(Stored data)
----------
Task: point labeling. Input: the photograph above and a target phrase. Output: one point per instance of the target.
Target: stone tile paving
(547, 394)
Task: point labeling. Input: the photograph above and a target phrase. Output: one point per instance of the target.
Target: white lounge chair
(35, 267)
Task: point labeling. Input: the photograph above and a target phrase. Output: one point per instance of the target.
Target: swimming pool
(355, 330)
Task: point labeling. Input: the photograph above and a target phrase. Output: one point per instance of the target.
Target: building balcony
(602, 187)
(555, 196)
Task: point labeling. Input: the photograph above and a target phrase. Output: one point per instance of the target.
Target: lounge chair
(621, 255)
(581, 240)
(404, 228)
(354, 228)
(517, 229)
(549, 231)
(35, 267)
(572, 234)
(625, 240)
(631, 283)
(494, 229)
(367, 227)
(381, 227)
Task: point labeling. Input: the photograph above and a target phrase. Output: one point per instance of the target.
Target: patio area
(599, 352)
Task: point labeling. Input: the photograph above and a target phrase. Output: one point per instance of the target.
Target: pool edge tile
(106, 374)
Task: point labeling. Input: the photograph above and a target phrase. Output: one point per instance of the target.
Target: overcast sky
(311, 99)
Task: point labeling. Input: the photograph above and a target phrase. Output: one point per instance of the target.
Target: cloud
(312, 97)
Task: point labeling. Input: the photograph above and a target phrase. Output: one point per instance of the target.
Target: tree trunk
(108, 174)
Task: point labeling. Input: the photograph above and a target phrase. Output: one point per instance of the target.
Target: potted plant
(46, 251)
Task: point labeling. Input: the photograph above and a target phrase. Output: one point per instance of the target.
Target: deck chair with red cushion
----------
§ **TASK BRIEF**:
Once more, write out all the data exactly.

§ **REPLY**:
Task: point labeling. Input: the photograph above and a target phrase. Output: one point per instance of the target.
Target: stone tile paving
(547, 394)
Task: point labeling. Input: the photograph above and a target phrase. Output: one point per instance of the target.
Target: white lounge chair
(35, 267)
Task: point labeling. Input: the photograph above and a target phrase. Output: one point per instance of the target.
Target: swimming pool
(355, 330)
Task: point labeling. Input: the photograph above and a target phrase. Output: one point per instance of the target.
Target: building balcony
(602, 187)
(555, 196)
Task: point labeling. Input: the photograph above and a target phrase. Output: one point per instance of the target.
Target: lounge chair
(621, 255)
(581, 240)
(404, 228)
(354, 228)
(517, 229)
(549, 231)
(35, 267)
(572, 234)
(625, 240)
(631, 283)
(494, 229)
(367, 227)
(381, 227)
Task: point labeling. Input: the photograph above and a target phrase. Output: one point per instance of the target.
Target: patio area
(599, 352)
Task: point labeling. Input: the photograph above and a target phrase. Output: one point per instance of the target.
Target: pool edge tile
(106, 374)
Task: point labeling. Input: the photograph above and a target phrase. Output: one point per instance of the target.
Target: overcast sky
(311, 99)
Task: point labeling. Input: the photograph above and a target phrase. Output: one point per instance of the target.
Target: cloud
(312, 97)
Task: point labeling. Input: the photograph above and a target phrase. Output: one point per instance of the target.
Target: tree trunk
(108, 174)
Task: point labeling. Input: the photograph above and a target phrase. Output: one point per instance of the target.
Target: potted plant
(46, 251)
Task: point labeling. Input: the photograph above and a target phrase. Output: one point per instance of the target.
Target: deck chair with red cushion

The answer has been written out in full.